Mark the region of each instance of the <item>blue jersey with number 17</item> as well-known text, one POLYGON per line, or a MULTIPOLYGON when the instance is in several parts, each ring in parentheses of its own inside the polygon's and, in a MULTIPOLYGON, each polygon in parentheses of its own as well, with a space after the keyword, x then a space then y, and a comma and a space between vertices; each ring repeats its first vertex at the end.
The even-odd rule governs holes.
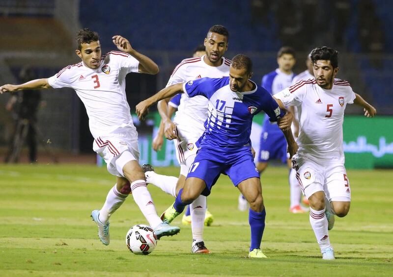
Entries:
POLYGON ((253 118, 261 111, 271 122, 284 113, 272 96, 253 82, 251 91, 232 91, 229 77, 201 78, 185 83, 183 91, 189 97, 197 95, 209 100, 206 130, 199 140, 199 148, 225 151, 251 146, 253 118))

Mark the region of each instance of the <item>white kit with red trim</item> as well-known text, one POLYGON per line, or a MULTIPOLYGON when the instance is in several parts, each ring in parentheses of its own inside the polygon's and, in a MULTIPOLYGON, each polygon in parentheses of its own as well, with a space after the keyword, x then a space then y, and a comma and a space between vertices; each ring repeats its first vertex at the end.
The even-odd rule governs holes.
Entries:
POLYGON ((101 57, 97 69, 83 62, 69 65, 48 79, 55 88, 75 90, 86 108, 91 134, 97 138, 121 127, 134 126, 125 93, 125 76, 138 72, 139 62, 127 53, 112 51, 101 57))
MULTIPOLYGON (((230 60, 223 57, 222 64, 217 67, 206 64, 205 56, 186 59, 173 70, 167 86, 199 78, 222 78, 229 74, 230 60)), ((203 124, 207 118, 208 100, 203 96, 192 98, 182 94, 173 122, 177 125, 176 133, 180 139, 175 147, 179 163, 182 164, 190 155, 195 154, 195 142, 203 133, 203 124)))
POLYGON ((342 123, 347 104, 356 97, 349 83, 335 79, 324 89, 315 79, 302 80, 275 95, 286 106, 298 108, 300 133, 297 156, 343 164, 342 123))

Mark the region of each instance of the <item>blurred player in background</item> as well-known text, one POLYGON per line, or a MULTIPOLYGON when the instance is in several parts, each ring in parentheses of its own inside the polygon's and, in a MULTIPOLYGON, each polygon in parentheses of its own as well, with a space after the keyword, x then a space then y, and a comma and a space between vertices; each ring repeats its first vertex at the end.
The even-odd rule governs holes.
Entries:
MULTIPOLYGON (((32 80, 35 77, 33 69, 29 66, 24 67, 19 73, 19 79, 23 83, 32 80)), ((37 162, 37 113, 39 106, 44 103, 45 102, 41 101, 41 91, 38 90, 19 92, 10 98, 6 109, 9 111, 15 112, 16 126, 4 162, 18 161, 19 153, 15 152, 18 151, 18 146, 16 144, 18 142, 19 144, 23 144, 25 139, 28 147, 29 162, 30 163, 37 162), (26 137, 24 137, 25 136, 26 137)))
POLYGON ((163 223, 157 214, 138 163, 138 133, 126 100, 126 75, 130 72, 156 74, 158 67, 133 49, 125 38, 116 35, 112 39, 120 51, 111 51, 102 56, 98 34, 87 28, 80 30, 76 52, 82 61, 65 67, 50 78, 0 87, 1 93, 71 87, 83 102, 94 138, 93 149, 106 162, 108 172, 117 176, 101 209, 91 213, 98 227, 98 236, 105 245, 110 243, 109 218, 131 193, 159 238, 180 230, 163 223))
MULTIPOLYGON (((202 44, 198 46, 195 50, 194 50, 194 54, 193 54, 193 57, 196 58, 197 57, 201 57, 205 54, 206 48, 205 47, 204 45, 202 44)), ((179 105, 180 104, 181 99, 181 94, 179 93, 179 94, 175 95, 170 99, 169 101, 168 102, 168 117, 169 118, 172 118, 172 116, 173 115, 173 113, 174 113, 174 112, 177 110, 177 107, 179 106, 179 105)), ((160 122, 160 127, 159 128, 158 131, 157 132, 156 136, 153 139, 152 146, 153 149, 155 151, 159 151, 161 150, 163 146, 163 144, 164 143, 163 138, 164 122, 161 120, 160 122)), ((157 181, 159 179, 160 177, 158 176, 158 175, 155 174, 155 173, 154 172, 154 170, 153 168, 153 166, 151 166, 151 165, 146 164, 143 165, 142 168, 146 171, 146 172, 148 172, 148 173, 145 174, 146 180, 151 181, 151 182, 150 183, 156 185, 153 182, 157 181), (149 178, 149 176, 150 177, 149 178)), ((168 177, 170 177, 170 176, 168 177)), ((171 195, 175 195, 176 194, 176 184, 177 183, 177 178, 175 177, 173 177, 173 178, 172 179, 172 181, 169 182, 170 184, 174 185, 173 185, 172 192, 169 194, 171 195)), ((147 182, 148 183, 149 182, 148 181, 147 182)), ((160 184, 161 183, 161 182, 159 181, 158 184, 160 184)), ((158 185, 157 185, 157 186, 160 187, 160 186, 158 185)), ((213 217, 213 215, 212 215, 212 214, 210 213, 210 212, 207 210, 207 208, 206 207, 206 213, 205 214, 205 226, 210 226, 211 225, 212 223, 213 223, 213 220, 214 219, 213 217)), ((191 212, 190 211, 190 205, 187 206, 187 210, 186 210, 186 212, 184 213, 184 215, 183 216, 183 218, 182 219, 181 222, 183 225, 190 225, 191 224, 191 212)))
MULTIPOLYGON (((204 77, 212 78, 227 76, 230 61, 223 57, 228 48, 229 33, 221 25, 212 26, 204 40, 205 52, 199 57, 183 60, 175 68, 167 86, 183 83, 204 77)), ((164 125, 164 134, 169 140, 175 140, 175 149, 180 174, 178 179, 171 176, 157 174, 150 165, 145 166, 146 180, 160 187, 164 191, 176 197, 184 185, 190 166, 194 162, 197 150, 196 143, 205 130, 204 123, 207 118, 207 100, 198 96, 189 98, 182 95, 173 122, 168 116, 168 99, 158 103, 158 110, 164 125)), ((203 226, 205 217, 208 223, 213 217, 206 216, 206 197, 201 195, 190 205, 191 228, 193 232, 192 252, 208 253, 209 250, 203 241, 203 226)))
POLYGON ((290 129, 291 114, 285 115, 281 101, 275 101, 266 90, 250 80, 252 66, 250 58, 236 55, 231 63, 229 77, 202 78, 167 87, 138 104, 137 114, 143 118, 149 106, 178 92, 185 92, 183 97, 208 99, 209 113, 205 130, 198 142, 198 153, 190 166, 184 188, 163 217, 171 222, 187 204, 200 195, 209 195, 221 174, 228 175, 250 203, 249 257, 266 258, 260 249, 266 211, 250 138, 253 118, 263 110, 272 121, 278 121, 288 140, 291 157, 297 145, 290 129))
POLYGON ((299 150, 292 159, 296 177, 310 205, 309 221, 324 259, 335 259, 328 230, 334 216, 345 216, 351 204, 349 181, 344 166, 342 123, 347 104, 364 108, 373 117, 376 110, 349 83, 335 77, 338 52, 326 47, 311 52, 315 77, 300 81, 275 95, 286 105, 298 107, 299 150))

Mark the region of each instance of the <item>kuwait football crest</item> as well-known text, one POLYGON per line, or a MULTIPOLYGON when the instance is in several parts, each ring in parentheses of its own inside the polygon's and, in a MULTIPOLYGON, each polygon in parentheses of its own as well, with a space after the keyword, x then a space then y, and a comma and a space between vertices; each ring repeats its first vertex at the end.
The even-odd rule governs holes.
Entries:
POLYGON ((111 72, 111 68, 109 65, 106 64, 101 68, 101 70, 105 74, 109 74, 109 73, 111 72))
POLYGON ((341 107, 344 105, 344 98, 342 96, 338 98, 338 103, 341 107))
POLYGON ((251 113, 251 114, 253 114, 255 112, 256 112, 256 110, 258 108, 257 108, 255 106, 250 106, 250 107, 249 107, 249 111, 250 112, 250 113, 251 113))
====================
- [Stated task]: Replace "well-known text" with "WKT" throughout the data above, and give the data again with nothing else changed and the pictures left out.

- [Exercise response]:
Mark the region of each instance of the <item>blue jersey with number 17</item> as WKT, one POLYGON per line, or a MULTIPOLYGON when the instance is in several parts, each ring in parentheses of its own inside the polygon's and, in a MULTIPOLYGON, each polygon in parentheses of its own as well, with a space after the keyword, x then a space then y, and a comma and a space between vertices; each ring repeats its first vertex at the end.
The even-odd rule governs holes.
Entries:
POLYGON ((253 118, 261 111, 271 122, 284 113, 272 96, 253 82, 251 91, 232 91, 229 77, 201 78, 185 83, 183 91, 189 97, 197 95, 209 100, 206 130, 199 140, 199 148, 225 151, 251 146, 253 118))

Mark the region of each instance of the <item>white kit with red trim</item> as WKT, one POLYGON per line, or a MULTIPOLYGON when the instance is in several parts, each ring in parentheses of its own inside the polygon's and, in a MULTIPOLYGON, each polygon in parentheses of its own as well, with a space after the keyword, x then a space then y, and a comma and a space between vertices; each ring repeats its first vertex at the end.
The even-odd rule governs holes.
Entries:
POLYGON ((101 57, 97 69, 83 62, 69 65, 48 79, 55 88, 75 90, 86 108, 91 134, 97 138, 121 127, 134 126, 125 93, 125 76, 138 72, 139 62, 127 53, 112 51, 101 57))
MULTIPOLYGON (((230 60, 223 57, 222 64, 217 67, 206 64, 205 56, 186 59, 173 70, 167 86, 199 78, 222 78, 229 74, 230 60)), ((203 124, 207 118, 208 100, 203 96, 192 98, 182 94, 173 122, 177 125, 176 133, 180 139, 175 147, 179 163, 182 164, 190 155, 195 154, 195 142, 203 133, 203 124)))
POLYGON ((342 123, 347 104, 356 97, 349 83, 335 79, 324 89, 315 79, 302 80, 275 95, 286 106, 298 108, 300 133, 297 156, 343 164, 342 123))

Mark the region of each instance of the <item>blurred player in background</item> as WKT, one POLYGON per line, or a MULTIPOLYGON when the instance is in several parts, each ring in parentheses of its own inside the polygon's and, in a MULTIPOLYGON, each polygon in parentheses of its own as well, with a space after the keyword, x then a space then y, and a comma and a space between vertices; each ring repeats its first vertex at the end.
The even-odd rule governs holes.
Entries:
MULTIPOLYGON (((32 80, 35 77, 33 69, 29 66, 24 67, 19 73, 19 79, 23 83, 32 80)), ((37 162, 37 113, 39 106, 44 103, 45 102, 41 101, 41 91, 38 90, 19 92, 10 98, 6 109, 9 111, 15 112, 16 126, 4 162, 18 161, 19 153, 15 152, 18 151, 18 146, 16 144, 18 142, 19 144, 23 144, 25 139, 28 147, 29 162, 30 163, 37 162), (26 137, 24 137, 25 136, 26 137)))
POLYGON ((163 223, 157 214, 138 163, 138 133, 126 100, 126 75, 130 72, 156 74, 158 67, 133 49, 125 38, 116 35, 112 39, 120 51, 111 51, 102 56, 98 34, 87 28, 80 30, 76 52, 82 61, 65 67, 50 78, 0 87, 1 93, 71 87, 83 102, 94 138, 93 149, 106 162, 108 172, 117 176, 101 209, 91 213, 98 227, 98 236, 105 245, 110 243, 109 218, 131 193, 159 238, 180 230, 163 223))
MULTIPOLYGON (((202 44, 198 46, 195 50, 194 50, 194 54, 193 54, 193 57, 196 58, 197 57, 201 57, 205 54, 206 48, 205 47, 204 45, 202 44)), ((179 105, 180 104, 181 99, 181 94, 179 93, 179 94, 175 95, 170 99, 169 101, 168 102, 168 117, 169 118, 172 118, 172 116, 173 115, 173 113, 174 113, 174 112, 177 110, 177 107, 179 106, 179 105)), ((160 122, 160 127, 159 128, 158 131, 157 132, 156 136, 153 139, 152 146, 153 149, 155 151, 159 151, 161 150, 163 146, 163 144, 164 143, 163 138, 164 122, 161 120, 160 122)), ((157 181, 159 179, 160 177, 158 176, 158 175, 155 174, 155 173, 154 172, 154 170, 153 168, 153 166, 151 166, 151 165, 146 164, 143 165, 142 168, 146 171, 146 172, 148 172, 148 173, 145 174, 146 180, 151 181, 151 182, 150 183, 156 185, 153 182, 157 181), (149 178, 149 176, 150 177, 149 178)), ((168 177, 170 177, 170 176, 168 177)), ((171 195, 175 195, 176 194, 176 184, 177 183, 177 178, 175 177, 173 177, 173 178, 172 179, 172 181, 169 182, 170 184, 174 185, 173 185, 172 192, 169 194, 171 195)), ((147 182, 148 183, 149 182, 148 181, 147 182)), ((160 184, 161 183, 161 182, 159 181, 158 184, 160 184)), ((158 185, 157 185, 157 186, 160 187, 160 186, 158 185)), ((213 217, 213 215, 212 215, 212 214, 210 213, 210 212, 207 210, 207 208, 206 207, 206 213, 205 214, 205 226, 210 226, 211 225, 212 223, 213 223, 213 220, 214 219, 213 217)), ((191 212, 190 211, 190 205, 187 206, 187 210, 186 210, 186 212, 184 213, 184 215, 183 216, 183 218, 182 219, 181 222, 183 225, 190 225, 191 224, 191 212)))
MULTIPOLYGON (((204 77, 212 78, 227 76, 230 61, 223 57, 228 48, 229 33, 221 25, 212 26, 204 40, 205 52, 199 57, 183 60, 175 68, 167 86, 183 83, 204 77)), ((164 125, 164 134, 169 140, 175 140, 175 149, 180 174, 178 179, 171 176, 157 174, 150 165, 145 166, 146 180, 160 187, 164 191, 176 197, 184 185, 190 166, 194 162, 197 150, 196 143, 205 130, 204 123, 207 118, 207 100, 198 96, 189 98, 182 95, 173 122, 168 116, 168 99, 158 103, 158 110, 164 125)), ((203 226, 205 217, 208 223, 213 217, 206 216, 206 197, 201 195, 190 205, 191 228, 193 232, 192 252, 208 253, 209 250, 203 241, 203 226)))
POLYGON ((290 129, 291 114, 285 115, 281 101, 275 101, 266 90, 250 80, 252 66, 250 58, 236 55, 231 63, 229 77, 202 78, 167 87, 138 104, 137 114, 143 118, 149 106, 178 92, 185 92, 183 97, 208 99, 209 113, 205 130, 198 142, 198 153, 190 166, 184 188, 163 217, 171 222, 187 204, 200 195, 209 195, 221 174, 228 175, 250 203, 249 257, 266 258, 260 249, 266 211, 250 138, 253 118, 263 110, 272 121, 278 121, 288 140, 291 157, 297 145, 290 129))
POLYGON ((299 150, 292 159, 296 177, 310 205, 309 221, 324 259, 335 259, 328 230, 334 216, 345 216, 351 204, 349 181, 344 166, 342 123, 347 104, 364 108, 373 117, 376 110, 349 83, 335 77, 338 52, 326 47, 311 52, 315 77, 300 81, 275 95, 286 105, 298 107, 299 150))

Mark the region of each instance of the <item>kuwait football crest</item> as WKT, one POLYGON per line, or a MULTIPOLYGON when the instance is in several parts, each ring in parentheses of its own inside the polygon's and, in a MULTIPOLYGON, each polygon in parentheses of its own as well, with a space after the keyword, x then a space then y, and a comma and a space between vertices; each ring repeats its first vertex at the end.
The even-odd rule governs holes.
Entries:
POLYGON ((111 72, 111 68, 109 65, 106 64, 101 68, 101 70, 105 74, 109 74, 109 73, 111 72))
POLYGON ((341 107, 344 105, 344 98, 342 96, 338 98, 338 103, 341 107))
POLYGON ((251 113, 251 114, 253 114, 255 112, 256 112, 256 110, 258 108, 257 108, 255 106, 250 106, 250 107, 249 107, 249 111, 250 112, 250 113, 251 113))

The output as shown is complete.